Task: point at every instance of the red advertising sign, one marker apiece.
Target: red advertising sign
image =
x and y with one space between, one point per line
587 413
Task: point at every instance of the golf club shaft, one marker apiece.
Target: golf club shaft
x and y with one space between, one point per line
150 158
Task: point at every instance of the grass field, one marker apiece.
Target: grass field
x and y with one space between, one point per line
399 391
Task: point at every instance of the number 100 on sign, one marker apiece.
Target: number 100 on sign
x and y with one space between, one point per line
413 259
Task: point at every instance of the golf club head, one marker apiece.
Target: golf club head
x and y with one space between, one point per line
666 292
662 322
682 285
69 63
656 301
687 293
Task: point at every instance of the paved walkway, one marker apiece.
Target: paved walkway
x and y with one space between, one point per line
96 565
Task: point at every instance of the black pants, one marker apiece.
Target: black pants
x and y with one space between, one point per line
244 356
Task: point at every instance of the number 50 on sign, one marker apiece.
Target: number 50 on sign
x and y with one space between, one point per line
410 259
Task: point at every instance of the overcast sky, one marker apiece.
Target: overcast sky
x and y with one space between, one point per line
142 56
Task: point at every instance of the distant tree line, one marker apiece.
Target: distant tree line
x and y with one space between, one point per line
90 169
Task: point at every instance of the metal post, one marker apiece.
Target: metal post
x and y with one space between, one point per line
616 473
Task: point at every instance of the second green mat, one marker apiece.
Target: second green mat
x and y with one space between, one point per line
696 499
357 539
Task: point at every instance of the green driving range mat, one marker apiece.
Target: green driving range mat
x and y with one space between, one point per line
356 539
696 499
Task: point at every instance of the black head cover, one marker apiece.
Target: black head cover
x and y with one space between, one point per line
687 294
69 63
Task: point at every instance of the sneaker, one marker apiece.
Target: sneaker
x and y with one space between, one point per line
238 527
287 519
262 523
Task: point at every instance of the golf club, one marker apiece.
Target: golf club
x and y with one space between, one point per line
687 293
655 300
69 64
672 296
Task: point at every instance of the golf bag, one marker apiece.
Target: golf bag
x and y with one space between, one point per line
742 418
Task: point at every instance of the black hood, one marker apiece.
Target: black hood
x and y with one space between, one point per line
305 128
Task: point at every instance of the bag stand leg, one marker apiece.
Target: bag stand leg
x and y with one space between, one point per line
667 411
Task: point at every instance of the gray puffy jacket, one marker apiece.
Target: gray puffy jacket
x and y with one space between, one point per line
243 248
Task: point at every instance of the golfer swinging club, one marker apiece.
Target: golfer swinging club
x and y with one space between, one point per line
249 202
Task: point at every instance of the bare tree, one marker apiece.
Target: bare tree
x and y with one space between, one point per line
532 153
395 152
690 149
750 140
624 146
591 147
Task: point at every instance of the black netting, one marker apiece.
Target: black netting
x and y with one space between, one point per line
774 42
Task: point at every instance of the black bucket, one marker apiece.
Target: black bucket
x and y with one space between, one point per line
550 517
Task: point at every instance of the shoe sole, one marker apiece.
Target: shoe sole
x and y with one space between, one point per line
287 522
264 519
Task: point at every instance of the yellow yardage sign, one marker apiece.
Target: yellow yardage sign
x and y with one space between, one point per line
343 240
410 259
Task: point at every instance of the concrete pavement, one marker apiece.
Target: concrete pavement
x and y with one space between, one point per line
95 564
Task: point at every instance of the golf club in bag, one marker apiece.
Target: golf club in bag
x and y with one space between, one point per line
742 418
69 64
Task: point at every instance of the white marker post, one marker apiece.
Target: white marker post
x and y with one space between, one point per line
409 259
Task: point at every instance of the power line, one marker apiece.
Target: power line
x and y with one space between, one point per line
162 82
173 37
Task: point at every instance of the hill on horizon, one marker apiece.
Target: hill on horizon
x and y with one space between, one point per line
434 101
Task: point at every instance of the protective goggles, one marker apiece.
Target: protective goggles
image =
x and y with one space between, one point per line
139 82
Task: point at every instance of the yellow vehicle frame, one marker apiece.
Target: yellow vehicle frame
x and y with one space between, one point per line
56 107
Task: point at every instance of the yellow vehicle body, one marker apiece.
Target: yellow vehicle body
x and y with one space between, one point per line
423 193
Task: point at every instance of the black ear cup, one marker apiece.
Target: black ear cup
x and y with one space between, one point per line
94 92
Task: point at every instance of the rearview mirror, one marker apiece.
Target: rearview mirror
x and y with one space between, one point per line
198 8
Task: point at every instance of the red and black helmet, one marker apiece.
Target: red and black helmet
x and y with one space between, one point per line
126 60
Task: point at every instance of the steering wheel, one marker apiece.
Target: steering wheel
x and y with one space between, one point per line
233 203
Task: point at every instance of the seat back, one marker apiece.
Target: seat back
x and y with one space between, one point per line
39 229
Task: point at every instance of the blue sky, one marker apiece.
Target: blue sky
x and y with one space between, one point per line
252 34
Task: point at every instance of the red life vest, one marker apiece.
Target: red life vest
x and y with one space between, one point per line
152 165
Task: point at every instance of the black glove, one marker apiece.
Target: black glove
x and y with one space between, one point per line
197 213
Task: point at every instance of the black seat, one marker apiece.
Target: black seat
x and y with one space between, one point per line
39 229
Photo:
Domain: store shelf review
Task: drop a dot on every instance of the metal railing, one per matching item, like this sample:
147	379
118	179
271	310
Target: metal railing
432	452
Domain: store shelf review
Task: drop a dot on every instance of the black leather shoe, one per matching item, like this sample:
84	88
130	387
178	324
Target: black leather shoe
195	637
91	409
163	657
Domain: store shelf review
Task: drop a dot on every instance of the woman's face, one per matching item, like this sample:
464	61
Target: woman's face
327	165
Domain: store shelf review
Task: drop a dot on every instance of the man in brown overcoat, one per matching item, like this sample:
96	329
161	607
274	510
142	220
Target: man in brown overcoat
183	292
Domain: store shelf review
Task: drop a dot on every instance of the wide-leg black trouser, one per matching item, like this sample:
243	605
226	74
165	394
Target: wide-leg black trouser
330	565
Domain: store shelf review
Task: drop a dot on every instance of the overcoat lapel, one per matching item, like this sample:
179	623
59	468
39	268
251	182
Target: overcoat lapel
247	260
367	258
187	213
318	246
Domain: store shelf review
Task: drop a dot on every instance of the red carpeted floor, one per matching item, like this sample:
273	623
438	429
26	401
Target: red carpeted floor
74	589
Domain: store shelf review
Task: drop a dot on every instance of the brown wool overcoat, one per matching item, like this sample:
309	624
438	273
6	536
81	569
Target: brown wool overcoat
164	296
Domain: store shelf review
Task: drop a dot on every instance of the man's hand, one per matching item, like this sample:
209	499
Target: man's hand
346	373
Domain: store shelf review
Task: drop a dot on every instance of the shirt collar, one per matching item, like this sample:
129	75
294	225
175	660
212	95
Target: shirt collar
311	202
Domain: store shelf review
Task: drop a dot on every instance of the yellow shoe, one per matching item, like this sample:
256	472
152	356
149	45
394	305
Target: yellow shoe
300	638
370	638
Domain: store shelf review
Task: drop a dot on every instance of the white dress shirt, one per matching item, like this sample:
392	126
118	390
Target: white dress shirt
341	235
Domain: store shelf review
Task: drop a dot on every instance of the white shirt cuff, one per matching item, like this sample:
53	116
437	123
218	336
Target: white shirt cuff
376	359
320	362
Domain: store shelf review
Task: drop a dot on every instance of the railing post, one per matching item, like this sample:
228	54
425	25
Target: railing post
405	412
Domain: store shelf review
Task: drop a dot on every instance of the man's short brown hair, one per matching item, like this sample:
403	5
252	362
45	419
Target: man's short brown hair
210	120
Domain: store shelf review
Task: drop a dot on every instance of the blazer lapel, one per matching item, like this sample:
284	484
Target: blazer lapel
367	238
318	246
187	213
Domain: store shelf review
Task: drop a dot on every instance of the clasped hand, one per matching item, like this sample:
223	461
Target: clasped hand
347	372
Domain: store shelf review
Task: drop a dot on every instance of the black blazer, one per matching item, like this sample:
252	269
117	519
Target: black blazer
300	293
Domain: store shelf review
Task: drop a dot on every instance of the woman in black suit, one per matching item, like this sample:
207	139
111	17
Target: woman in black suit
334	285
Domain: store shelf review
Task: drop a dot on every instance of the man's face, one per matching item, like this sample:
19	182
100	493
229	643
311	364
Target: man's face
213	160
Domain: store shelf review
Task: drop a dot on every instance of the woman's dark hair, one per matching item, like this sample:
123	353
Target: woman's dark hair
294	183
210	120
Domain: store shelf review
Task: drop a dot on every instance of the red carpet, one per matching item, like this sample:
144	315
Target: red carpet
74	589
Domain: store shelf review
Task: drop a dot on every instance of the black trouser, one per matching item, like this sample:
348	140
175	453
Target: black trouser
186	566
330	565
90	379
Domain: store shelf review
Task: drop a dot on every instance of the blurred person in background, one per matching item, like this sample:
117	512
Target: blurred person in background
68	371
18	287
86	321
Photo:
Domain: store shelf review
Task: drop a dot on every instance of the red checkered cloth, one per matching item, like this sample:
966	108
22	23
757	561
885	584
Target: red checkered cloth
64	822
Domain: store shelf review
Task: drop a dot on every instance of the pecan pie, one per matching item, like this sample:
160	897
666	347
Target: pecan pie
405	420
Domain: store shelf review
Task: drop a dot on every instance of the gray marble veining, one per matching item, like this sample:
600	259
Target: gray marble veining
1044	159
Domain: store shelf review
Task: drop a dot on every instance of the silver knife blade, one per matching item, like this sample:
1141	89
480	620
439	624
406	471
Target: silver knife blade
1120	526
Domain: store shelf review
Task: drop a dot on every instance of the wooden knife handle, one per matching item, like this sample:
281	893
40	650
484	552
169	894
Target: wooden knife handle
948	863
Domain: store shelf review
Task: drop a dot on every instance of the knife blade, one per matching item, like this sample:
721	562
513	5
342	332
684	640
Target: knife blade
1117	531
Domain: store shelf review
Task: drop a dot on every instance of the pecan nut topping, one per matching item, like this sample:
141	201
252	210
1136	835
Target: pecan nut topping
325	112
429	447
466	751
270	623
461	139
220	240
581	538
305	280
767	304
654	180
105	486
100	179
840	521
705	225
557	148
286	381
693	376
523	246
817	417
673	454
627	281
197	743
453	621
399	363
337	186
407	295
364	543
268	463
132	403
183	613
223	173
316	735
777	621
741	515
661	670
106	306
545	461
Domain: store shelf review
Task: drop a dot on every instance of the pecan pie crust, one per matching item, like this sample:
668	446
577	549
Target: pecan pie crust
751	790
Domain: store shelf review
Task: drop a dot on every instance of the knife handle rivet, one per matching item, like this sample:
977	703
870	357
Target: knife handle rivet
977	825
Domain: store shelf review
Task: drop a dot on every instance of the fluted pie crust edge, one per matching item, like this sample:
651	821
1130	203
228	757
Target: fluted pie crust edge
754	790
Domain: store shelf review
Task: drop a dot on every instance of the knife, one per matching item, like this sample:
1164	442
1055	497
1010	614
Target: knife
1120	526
▬▬▬▬▬▬▬▬▬▬
- _THE PROBLEM_
Repeat exactly, and only, the lines from the one containing "the knife blade, one" through the last line above.

- _ANSWER BOX_
Task: drop a dot on every instance of the knife blade, one per matching item, like this sample:
721	562
513	5
342	332
684	640
Target: knife blade
1117	531
Domain: store shelf review
Task: drop a dot on every instance of the pecan nut topping, one per matching item, like this sample:
141	201
252	210
1136	835
Target: pecan nut topping
325	112
429	447
466	751
270	623
461	139
220	240
581	538
305	280
767	304
654	180
105	486
100	179
840	521
705	225
557	148
286	381
693	376
523	246
817	417
673	454
627	281
197	743
453	621
399	363
337	186
407	295
364	543
268	463
132	403
183	613
223	173
316	735
777	621
741	515
661	670
106	306
545	461
Domain: store shelf review
Task: drop a dot on every instance of the pecan pie crust, one per matching item, like this sample:
668	446
577	549
Target: pecan pie crust
751	790
Domain: store shelf review
Task: drop a dot on every instance of the knife handle rivet, one per matching item, like this sample:
977	703
870	357
Target: knife handle rivet
977	825
Domain: store shelf review
Task: drop a dot on every instance of the fluted pie crust edge, one per matching item, like this sample:
651	821
1130	203
228	757
Target: fluted pie crust edge
754	790
Domain: store shelf review
Task: drop a dot on every instance of the knife, one per matching item, like this sample:
1164	442
1055	497
1010	614
Target: knife
1120	526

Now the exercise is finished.